## Your instructions
Copy the lines word for word, starting at the line containing "For the benchmark, mark each instance of the van" and ending at the line containing "For the benchmark, mark each instance of the snow-capped", both included.

## Material for this exercise
------------------------------------------------
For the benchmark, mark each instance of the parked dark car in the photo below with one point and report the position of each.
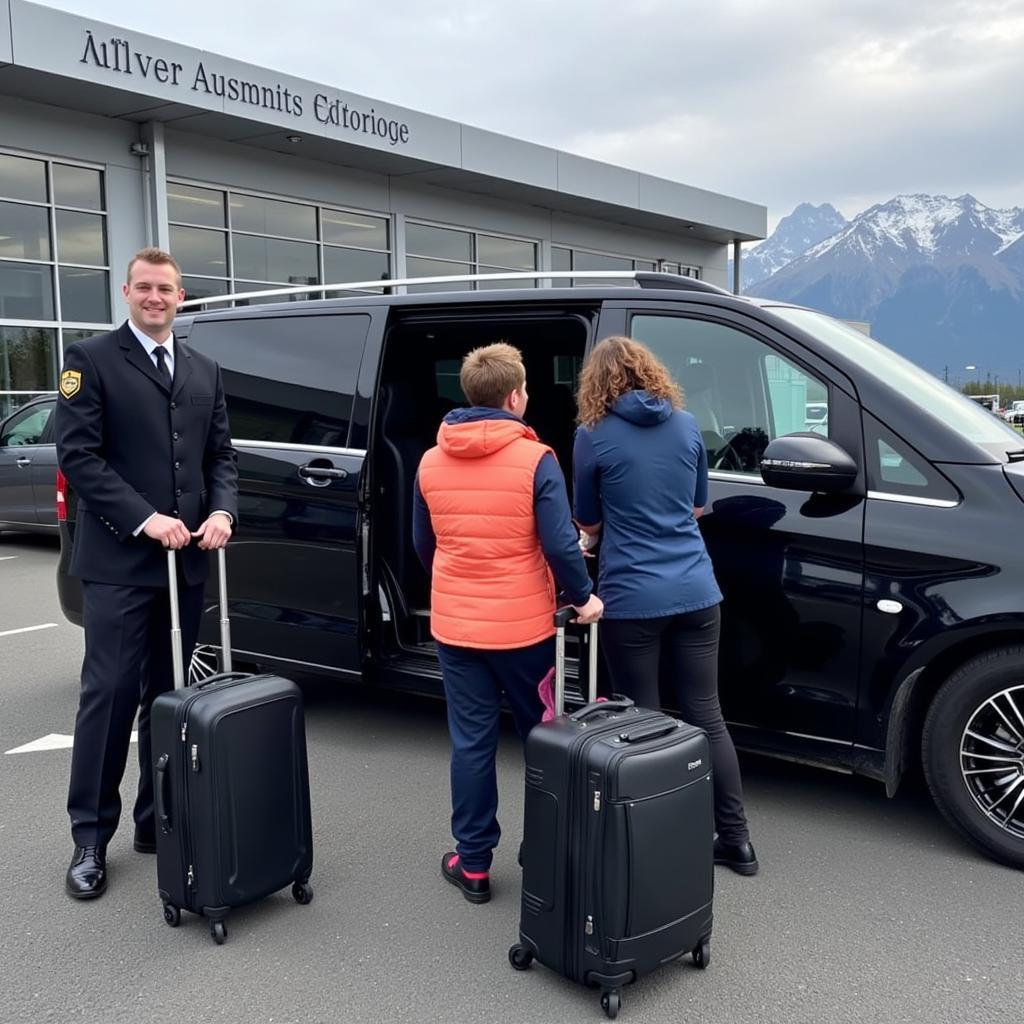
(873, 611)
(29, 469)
------------------------------------------------
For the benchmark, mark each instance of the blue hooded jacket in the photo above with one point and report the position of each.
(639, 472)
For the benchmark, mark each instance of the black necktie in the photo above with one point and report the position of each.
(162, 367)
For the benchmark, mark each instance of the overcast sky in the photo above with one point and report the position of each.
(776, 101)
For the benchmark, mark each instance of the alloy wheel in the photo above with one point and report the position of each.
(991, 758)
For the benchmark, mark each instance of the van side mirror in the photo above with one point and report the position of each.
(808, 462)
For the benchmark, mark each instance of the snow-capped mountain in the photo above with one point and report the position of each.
------------------------------------------------
## Task response
For the benchmark, mark each instance of the van side mirror in the photo above with one point and report the position of each.
(808, 462)
For the benchmark, mark each instance of the snow-capped mountain in the photo above with one point and report the position of each.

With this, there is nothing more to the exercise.